TASK BRIEF — Word for word, reproduce each entry.

Start of RECORDS FOR THIS EXERCISE

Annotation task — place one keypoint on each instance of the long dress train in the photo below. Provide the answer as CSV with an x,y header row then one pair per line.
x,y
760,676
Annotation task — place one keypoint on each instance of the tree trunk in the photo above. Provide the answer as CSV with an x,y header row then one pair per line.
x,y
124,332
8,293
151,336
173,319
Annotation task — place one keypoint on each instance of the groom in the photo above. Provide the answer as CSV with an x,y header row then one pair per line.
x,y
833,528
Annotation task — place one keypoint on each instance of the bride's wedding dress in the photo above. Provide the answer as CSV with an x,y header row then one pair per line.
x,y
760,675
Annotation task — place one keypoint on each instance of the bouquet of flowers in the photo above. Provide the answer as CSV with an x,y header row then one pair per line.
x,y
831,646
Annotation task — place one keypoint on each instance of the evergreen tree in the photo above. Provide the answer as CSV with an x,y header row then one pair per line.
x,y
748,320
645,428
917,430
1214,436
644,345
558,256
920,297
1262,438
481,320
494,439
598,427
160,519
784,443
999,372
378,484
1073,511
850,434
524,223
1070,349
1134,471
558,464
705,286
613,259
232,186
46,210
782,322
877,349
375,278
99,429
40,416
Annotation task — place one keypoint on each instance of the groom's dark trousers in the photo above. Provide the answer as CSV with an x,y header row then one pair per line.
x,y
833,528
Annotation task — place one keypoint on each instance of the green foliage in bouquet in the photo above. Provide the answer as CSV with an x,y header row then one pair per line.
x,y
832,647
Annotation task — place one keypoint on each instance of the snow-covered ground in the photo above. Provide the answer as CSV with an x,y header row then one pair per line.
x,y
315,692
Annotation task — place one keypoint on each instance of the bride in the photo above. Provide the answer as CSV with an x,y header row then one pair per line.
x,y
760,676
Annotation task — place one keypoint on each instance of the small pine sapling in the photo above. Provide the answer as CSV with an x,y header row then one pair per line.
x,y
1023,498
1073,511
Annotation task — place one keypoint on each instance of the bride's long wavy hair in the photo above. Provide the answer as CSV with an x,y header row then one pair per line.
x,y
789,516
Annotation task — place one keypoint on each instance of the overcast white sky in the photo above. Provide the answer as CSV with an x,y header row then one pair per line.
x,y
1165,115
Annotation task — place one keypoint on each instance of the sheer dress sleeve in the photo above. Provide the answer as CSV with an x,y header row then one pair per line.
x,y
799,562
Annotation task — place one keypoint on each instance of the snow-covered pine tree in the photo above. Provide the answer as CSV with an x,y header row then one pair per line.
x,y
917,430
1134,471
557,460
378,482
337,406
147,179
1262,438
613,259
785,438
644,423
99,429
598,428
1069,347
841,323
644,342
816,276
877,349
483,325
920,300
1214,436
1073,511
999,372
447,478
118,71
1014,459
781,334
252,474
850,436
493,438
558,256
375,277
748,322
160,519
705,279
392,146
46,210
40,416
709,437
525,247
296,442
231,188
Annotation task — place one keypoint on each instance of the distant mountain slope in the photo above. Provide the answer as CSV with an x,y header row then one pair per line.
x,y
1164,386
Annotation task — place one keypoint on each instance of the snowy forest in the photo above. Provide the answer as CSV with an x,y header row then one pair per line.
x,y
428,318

End of RECORDS FOR THIS EXERCISE

EXERCISE RESULT —
Annotation task — place one keypoint on each instance of the long dress train in the photo below. Provide the answer as CSV with an x,y header row then one pair per line.
x,y
760,676
Annotation task — place one keypoint on each instance of the tree trunk in the photo above. Provide the answer as CSV with an x,y header row then one pair per line.
x,y
124,332
8,293
151,336
173,319
Annotation task — place one keypoint on each instance of the groom in the photo above. Provide the answer as CSV with an x,y header row then one pair per line.
x,y
833,528
Annotation task — place one keypoint on each instance of the bride's wedding dress in the photo above. Provide the answer as CSV with an x,y header row then one pair per line.
x,y
760,675
Annotation task — place one keypoint on each instance of the bouquet of flowers in the photo above. Provide the answer as CSV with an x,y header row then one pair per line.
x,y
831,646
Annotation task — place one keypoint on each instance of the evergreen tree in the photo above. Provide the answer as CSV with an x,y header row then one pair per line.
x,y
748,320
645,428
917,430
1214,436
644,345
558,256
920,297
1262,438
481,320
494,439
598,427
160,519
784,443
999,372
378,484
1073,511
850,434
524,223
1070,349
1134,471
558,464
705,286
613,259
232,186
46,210
782,322
877,349
375,278
99,429
40,416
Annotation task — place one keypoint on each instance of the groom's dark trousers in the photo above. Provide the answer as CSV with an x,y header row then one pair per line.
x,y
833,528
Annotation task — place one keypoint on each instance of the green foliage in bouquet in the photo above. Provide the answer as CSV with an x,y header row then one pair per line.
x,y
832,647
Annotation task — place one keypoint on each instance of the snow-covered ground in the photo above. Provide the answer as CSV with an x,y header row then one pair per line.
x,y
315,692
Annotation task — place one keypoint on each instance of the bride in the photo above. Provide the answer as CSV with an x,y header row then one pair per line.
x,y
760,676
Annotation task — place one keypoint on each instance of the small pine sapling in the photo above. Provide the answer as CSV with an x,y header row then one pair per line.
x,y
1023,498
1073,511
Annotation task — place one keypoint on each instance of the bride's long wavy hair in the photo above. Provide the answer as CSV with an x,y header row then one pair per line.
x,y
789,516
Annotation task — place one keypoint on each instance of the overcast white sky in the photo above. Provide the answer as CSV with an x,y header row then one pair per line.
x,y
1165,115
Annotation task — place one keypoint on each instance of the sheer dress sleeve in the photo above. Provide the answer as CSV with an x,y header row then one pair per line.
x,y
799,562
Annotation task — place one keypoint on each instance of the snow-covered pine tree in the photo above. Provide the answer as CSV with an x,y header row then one pair per line.
x,y
917,430
1134,471
557,460
378,482
337,406
147,179
1262,438
613,259
785,438
644,423
99,429
598,428
1069,347
841,323
644,342
816,276
877,349
483,325
920,300
1214,436
1073,511
999,372
447,478
118,71
1014,459
781,334
252,474
850,436
493,438
558,256
375,277
748,322
160,519
705,279
392,146
46,210
40,416
709,437
525,247
296,442
231,188
Annotation task — place one keypoint on each instance of the distant mountain slope in the photo above. Provide the answer as CSV with an x,y header row then one pair per line.
x,y
1164,386
Annotation task — place one keypoint on each instance of the snowy forest in the photo above. Provide the answer as CSV with an x,y header row then one pair per line.
x,y
428,318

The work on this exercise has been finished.